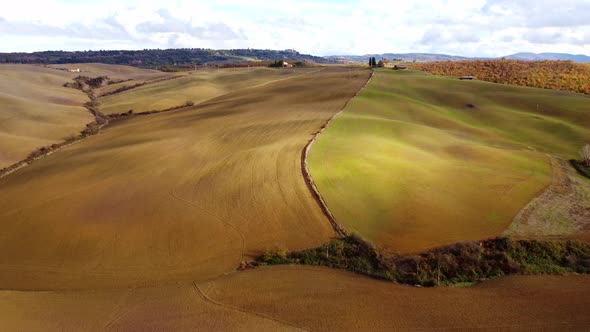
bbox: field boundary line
[0,67,325,179]
[192,281,309,331]
[301,71,375,236]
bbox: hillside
[0,48,332,68]
[0,67,369,289]
[0,64,94,169]
[504,52,590,62]
[326,52,590,62]
[412,60,590,94]
[309,69,590,252]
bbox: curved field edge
[0,67,369,290]
[308,70,590,252]
[250,235,590,286]
[0,266,590,331]
[301,71,374,236]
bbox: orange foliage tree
[412,59,590,94]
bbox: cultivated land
[0,64,590,331]
[0,266,590,331]
[0,68,369,289]
[309,70,590,252]
[99,68,317,114]
[0,64,94,168]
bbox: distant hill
[0,48,334,68]
[326,52,590,62]
[412,59,590,94]
[504,52,590,62]
[326,53,475,62]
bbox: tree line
[412,59,590,94]
[0,48,335,68]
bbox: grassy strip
[570,159,590,179]
[254,235,590,286]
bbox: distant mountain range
[505,52,590,62]
[0,48,334,68]
[326,52,590,62]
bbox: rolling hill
[309,70,590,252]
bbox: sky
[0,0,590,57]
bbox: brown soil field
[0,68,370,290]
[201,266,590,331]
[97,68,318,114]
[0,64,94,168]
[0,266,590,331]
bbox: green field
[309,70,590,252]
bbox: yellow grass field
[0,64,94,168]
[0,68,369,290]
[309,70,590,252]
[0,266,590,331]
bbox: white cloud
[0,0,590,56]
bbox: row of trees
[412,59,590,94]
[0,48,335,68]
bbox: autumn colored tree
[412,59,590,94]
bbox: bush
[257,235,590,286]
[570,159,590,178]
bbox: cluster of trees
[412,59,590,94]
[0,48,334,68]
[253,235,590,286]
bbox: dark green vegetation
[257,235,590,286]
[570,159,590,179]
[0,48,334,68]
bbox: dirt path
[504,155,590,238]
[301,71,375,236]
[0,67,325,182]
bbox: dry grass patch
[0,68,369,289]
[0,65,94,168]
[309,70,590,252]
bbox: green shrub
[258,235,590,287]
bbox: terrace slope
[0,64,94,168]
[0,67,369,290]
[309,70,590,252]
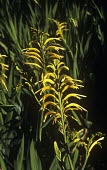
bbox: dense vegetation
[0,0,105,170]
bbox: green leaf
[73,148,79,169]
[14,135,24,170]
[0,153,7,170]
[49,157,61,170]
[54,141,61,161]
[30,140,42,170]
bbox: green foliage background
[0,0,105,170]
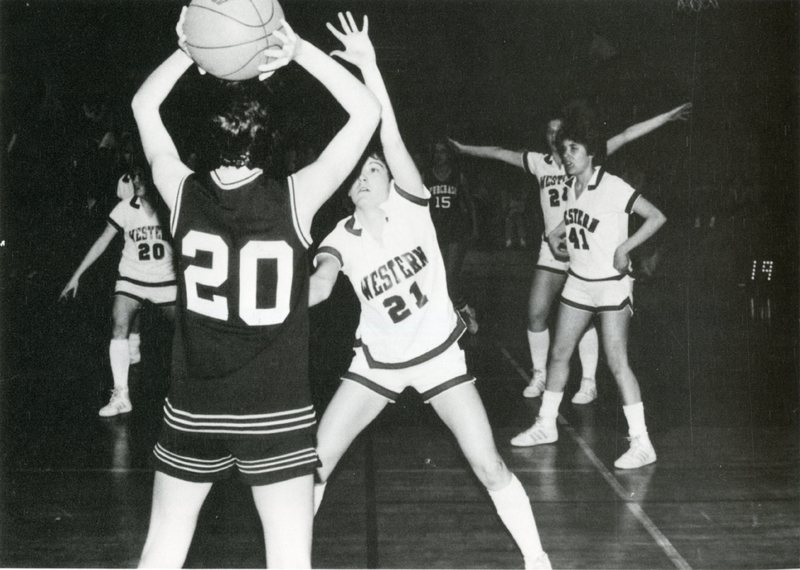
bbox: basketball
[183,0,283,81]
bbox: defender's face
[561,139,593,176]
[547,119,561,151]
[348,157,389,208]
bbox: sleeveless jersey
[522,152,568,238]
[423,168,471,243]
[108,197,175,285]
[317,183,465,369]
[164,170,315,436]
[564,167,639,281]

> _THE PROBLEM_: Scale everything from the line containing "bbox: cluster of trees" down to the end of the records: copy each bbox line unchanged, and multiply every bounding-box coordinate by 0.8, rounding to whole numbers with halves rounded up. Leave the pictures out of your answer.

> _CORRECT RESULT_:
bbox: cluster of trees
[330,47,472,75]
[0,38,267,54]
[202,188,472,229]
bbox: dark green vegetation
[206,188,472,229]
[456,127,472,143]
[0,38,267,54]
bbox: dirt path
[403,124,472,190]
[241,57,300,189]
[0,54,260,146]
bbox: dry grass patch
[0,54,295,231]
[0,52,75,134]
[247,56,472,202]
bbox: green shrub
[206,188,472,230]
bbox: terrace slope
[0,51,75,134]
[0,54,295,232]
[247,56,472,202]
bbox: dense vegetation
[0,0,84,136]
bbox: green leaf
[58,118,63,135]
[11,108,19,136]
[0,122,6,136]
[39,126,49,136]
[43,113,49,129]
[24,112,34,136]
bbox: green foliage background
[0,0,84,136]
bbox: basketball
[146,0,226,65]
bbox: defender's face
[449,111,474,141]
[438,95,449,121]
[278,126,311,166]
bbox: sleeveless jersey
[418,122,454,190]
[338,134,377,194]
[86,158,140,228]
[254,146,372,295]
[131,136,252,349]
[451,134,511,225]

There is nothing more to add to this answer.